Task objective — In the copy, include every entry exactly but none of the images.
Records to process START
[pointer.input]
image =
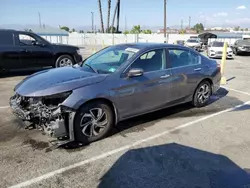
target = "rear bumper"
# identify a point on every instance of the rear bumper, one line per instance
(214, 55)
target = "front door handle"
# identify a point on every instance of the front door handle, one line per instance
(198, 69)
(165, 76)
(24, 50)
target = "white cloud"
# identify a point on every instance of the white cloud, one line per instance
(242, 7)
(221, 14)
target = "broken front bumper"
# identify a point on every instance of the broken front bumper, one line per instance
(56, 121)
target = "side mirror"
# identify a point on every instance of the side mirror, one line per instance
(36, 43)
(135, 72)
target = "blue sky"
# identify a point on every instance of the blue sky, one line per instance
(76, 13)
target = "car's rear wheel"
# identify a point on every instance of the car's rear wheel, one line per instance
(64, 60)
(93, 122)
(202, 94)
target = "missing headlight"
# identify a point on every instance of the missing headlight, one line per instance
(56, 99)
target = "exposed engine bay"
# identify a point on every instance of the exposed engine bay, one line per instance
(46, 113)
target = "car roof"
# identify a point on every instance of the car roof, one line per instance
(146, 45)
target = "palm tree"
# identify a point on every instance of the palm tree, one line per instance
(100, 10)
(109, 7)
(113, 22)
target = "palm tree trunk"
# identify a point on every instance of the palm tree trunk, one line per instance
(100, 10)
(113, 22)
(109, 7)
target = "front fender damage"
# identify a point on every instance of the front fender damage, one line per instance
(47, 114)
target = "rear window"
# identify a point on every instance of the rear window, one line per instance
(6, 38)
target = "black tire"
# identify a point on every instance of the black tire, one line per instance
(62, 57)
(197, 102)
(85, 111)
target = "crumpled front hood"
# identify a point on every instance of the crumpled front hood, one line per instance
(57, 80)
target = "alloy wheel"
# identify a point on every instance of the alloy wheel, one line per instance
(204, 93)
(93, 122)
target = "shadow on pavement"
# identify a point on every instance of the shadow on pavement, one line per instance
(174, 166)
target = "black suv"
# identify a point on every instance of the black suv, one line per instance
(241, 46)
(21, 50)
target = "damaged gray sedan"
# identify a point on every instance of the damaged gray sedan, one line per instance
(82, 103)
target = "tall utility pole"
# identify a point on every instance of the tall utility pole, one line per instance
(118, 15)
(92, 18)
(189, 25)
(165, 21)
(113, 21)
(40, 22)
(125, 23)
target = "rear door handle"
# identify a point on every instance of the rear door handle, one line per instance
(165, 76)
(198, 69)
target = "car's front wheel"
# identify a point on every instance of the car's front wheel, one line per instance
(93, 122)
(202, 94)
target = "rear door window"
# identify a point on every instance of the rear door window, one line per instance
(6, 38)
(26, 40)
(182, 58)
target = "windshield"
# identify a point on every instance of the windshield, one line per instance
(109, 59)
(218, 44)
(244, 42)
(192, 41)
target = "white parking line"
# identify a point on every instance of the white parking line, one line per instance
(124, 148)
(238, 91)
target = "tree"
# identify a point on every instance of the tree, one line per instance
(108, 19)
(65, 28)
(136, 29)
(147, 31)
(182, 31)
(198, 27)
(101, 18)
(111, 29)
(126, 32)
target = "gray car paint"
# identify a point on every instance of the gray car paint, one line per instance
(129, 96)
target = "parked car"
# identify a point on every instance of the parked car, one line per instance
(194, 43)
(180, 42)
(20, 50)
(84, 102)
(241, 47)
(215, 50)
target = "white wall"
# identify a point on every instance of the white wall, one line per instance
(228, 40)
(82, 39)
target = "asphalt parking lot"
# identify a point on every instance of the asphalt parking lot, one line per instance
(175, 147)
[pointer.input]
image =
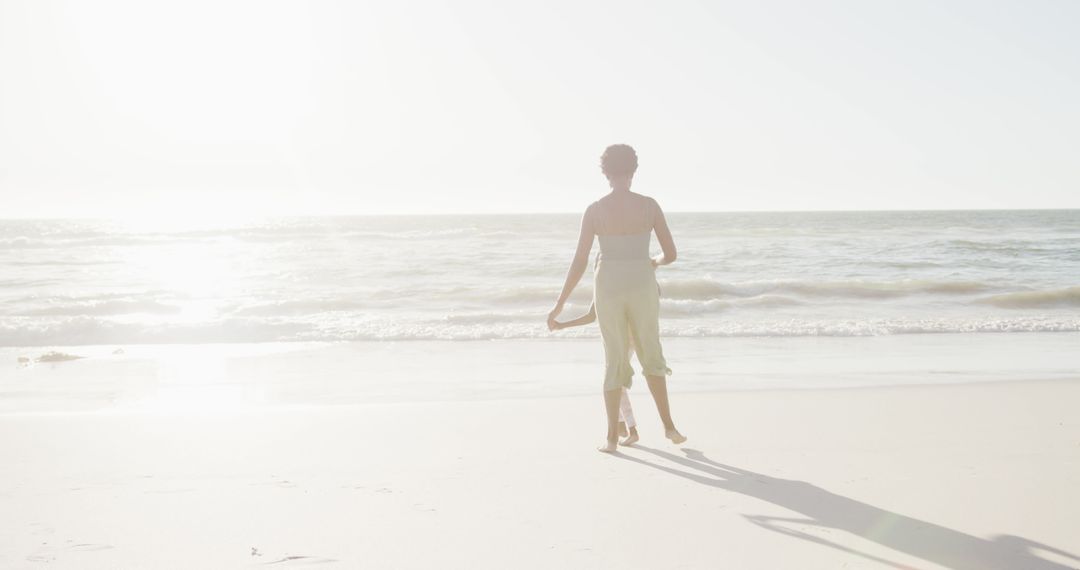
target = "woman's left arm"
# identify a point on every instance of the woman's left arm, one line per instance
(578, 266)
(664, 236)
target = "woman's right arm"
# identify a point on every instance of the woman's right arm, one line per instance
(578, 266)
(664, 236)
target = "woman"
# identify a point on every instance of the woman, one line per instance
(625, 296)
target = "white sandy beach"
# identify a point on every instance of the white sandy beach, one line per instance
(969, 476)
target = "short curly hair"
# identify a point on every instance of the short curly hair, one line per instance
(619, 160)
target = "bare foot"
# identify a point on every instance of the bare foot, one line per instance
(675, 436)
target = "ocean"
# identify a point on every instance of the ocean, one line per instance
(478, 277)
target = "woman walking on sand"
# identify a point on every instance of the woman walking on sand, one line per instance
(625, 296)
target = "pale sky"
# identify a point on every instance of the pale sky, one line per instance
(227, 107)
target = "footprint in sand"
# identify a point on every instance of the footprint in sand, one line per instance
(90, 547)
(301, 560)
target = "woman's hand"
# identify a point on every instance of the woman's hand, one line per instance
(552, 324)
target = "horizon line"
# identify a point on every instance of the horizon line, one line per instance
(550, 213)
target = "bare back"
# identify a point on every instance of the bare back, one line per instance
(623, 214)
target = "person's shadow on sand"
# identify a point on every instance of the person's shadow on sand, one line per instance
(822, 509)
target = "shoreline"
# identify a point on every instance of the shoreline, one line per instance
(178, 377)
(963, 476)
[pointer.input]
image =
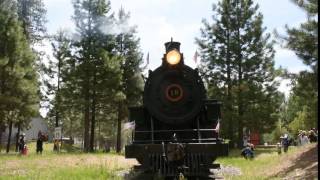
Records to process END
Solved exercise —
[pointer.input]
image =
target = "rear bumper"
# identify a point on every instance of the rear bumper, one line per instance
(214, 55)
target = "front door handle"
# identify a point on every instance of the front door handle, one line per instance
(198, 69)
(165, 76)
(24, 50)
target = "white cloud"
# identify a point on every instance of the white cloud, one line per instance
(242, 7)
(221, 14)
target = "broken front bumper"
# identify a point on every instance of the broken front bumper, one line per instance
(56, 121)
target = "side mirror"
# identify a point on every instance of the side mirror, one line per instance
(36, 43)
(135, 72)
target = "blue sky"
# identify a point on every instance of the blue sky, one line per instance
(76, 13)
target = "car's rear wheel"
# identify a point on every instance of the car's rear wheel, one line per instance
(64, 60)
(93, 122)
(202, 94)
target = "missing headlight"
# identify a point on every instance of the missing headlight, one line per instance
(56, 99)
target = "exposed engine bay"
# identify a point on every instance of the exposed engine bay, one line per instance
(46, 113)
target = "car roof"
# identify a point on every instance of the car roof, one line per instance
(146, 45)
target = "palm tree"
# identify a point on every instance of the palm tree, one line per instance
(100, 10)
(109, 7)
(113, 22)
target = "palm tree trunk"
# identify a point on every instance of the palm tree trunk, one line per instance
(100, 10)
(113, 22)
(109, 7)
target = "front fender damage"
# identify a point on every instance of the front fender damage, one line per instance
(47, 114)
target = "rear window"
# identify a point on every instance of the rear window, one line per instance
(6, 38)
target = "black tire"
# identify a point on every instance of the black tire, one line per instance
(62, 57)
(197, 102)
(85, 111)
target = "crumpled front hood"
# identify a point on every instance of the crumpled front hood, one line per instance
(57, 80)
target = "alloy wheel"
# identify a point on every instance of the alloy wheel, one line per instance
(204, 93)
(93, 122)
target = "shadow on pavement"
# identify a point on every instance of the shadow on pavement, one line per instance
(174, 166)
target = "black suv"
# identify a point on every instance of the black suv, one line per instance
(241, 46)
(21, 50)
target = "damaged gray sedan"
# identify a point on every instance of the damaged gray sedan, one line per instance
(82, 103)
target = "tall utility pole"
# identify a point on every instance of the tall utility pole, one line per instance
(118, 15)
(92, 18)
(189, 25)
(165, 21)
(113, 21)
(40, 22)
(125, 23)
target = "rear door handle"
# identify a point on every instance of the rear door handle, one line per instance
(165, 76)
(198, 69)
target = "car's front wheel"
# identify a point on every instance of the car's front wheel, one line per instance
(93, 122)
(202, 94)
target = "rear door window"
# identify a point on every instance of the rear door window, one line per instance
(6, 38)
(26, 40)
(182, 58)
target = "windshield"
# identify a point on every instance of the windshield, one line per instance
(109, 59)
(218, 44)
(244, 42)
(192, 41)
target = "white parking line"
# identify a point on every instance of the white parking line, one line per instance
(124, 148)
(238, 91)
target = "tree"
# identify a point on every instance of the tree, one line per instance
(108, 19)
(65, 28)
(136, 29)
(147, 31)
(182, 31)
(198, 27)
(101, 18)
(111, 29)
(126, 32)
target = "gray car paint"
# identify a point on every instance of the gray car paint, one line per instance
(129, 96)
target = "parked car"
# identify a point on every instance of the parked car, one line per instance
(194, 43)
(180, 42)
(20, 50)
(84, 102)
(241, 47)
(215, 50)
target = "white wall"
# identify a point on every instance of the white wall, one line per instance
(228, 40)
(82, 39)
target = "asphalt parking lot"
# identify a point on every instance of the asphalt parking lot, one line per instance
(175, 147)
[pointer.input]
image =
target = "woman's left arm"
# identify a point on every instance of the woman's left arm, one line per instance
(578, 266)
(664, 236)
target = "woman's right arm"
# identify a point on every instance of the woman's right arm, one line per instance
(578, 266)
(664, 236)
target = "woman"
# identify a point on every instance of the woman, one line per instance
(625, 296)
target = "white sandy beach"
# identify a point on every instance of the white sandy beach, one line per instance
(969, 476)
target = "short curly hair"
# identify a point on every instance of the short curly hair, one line per instance
(619, 160)
target = "bare foot"
# identify a point on every instance of the bare foot, one line per instance
(675, 436)
target = "ocean"
# identify a point on every instance of the ocean, one line per instance
(478, 277)
target = "woman walking on sand"
# identify a point on every instance of the woman walking on sand, one line per instance
(625, 296)
target = "pale sky"
# identify a point on every instance of the pale sky, one line per instance
(227, 107)
target = "footprint in sand"
# identify a point on every instance of the footprint in sand, one line per instance
(90, 547)
(301, 560)
target = "woman's hand"
# identify a point on every instance of the woman's hand, one line per instance
(552, 324)
target = "horizon line"
# identify a point on every instance of the horizon line, one line per instance
(550, 213)
target = "bare back"
# identify a point on every instance of the bare back, one line per instance
(623, 214)
target = "person's shadow on sand"
# identify a point on every instance of the person's shadow on sand, one line per instance
(822, 509)
target = "shoreline"
# identify a point on every instance of the shoreline, one line per instance
(178, 377)
(963, 476)
[pointer.input]
image =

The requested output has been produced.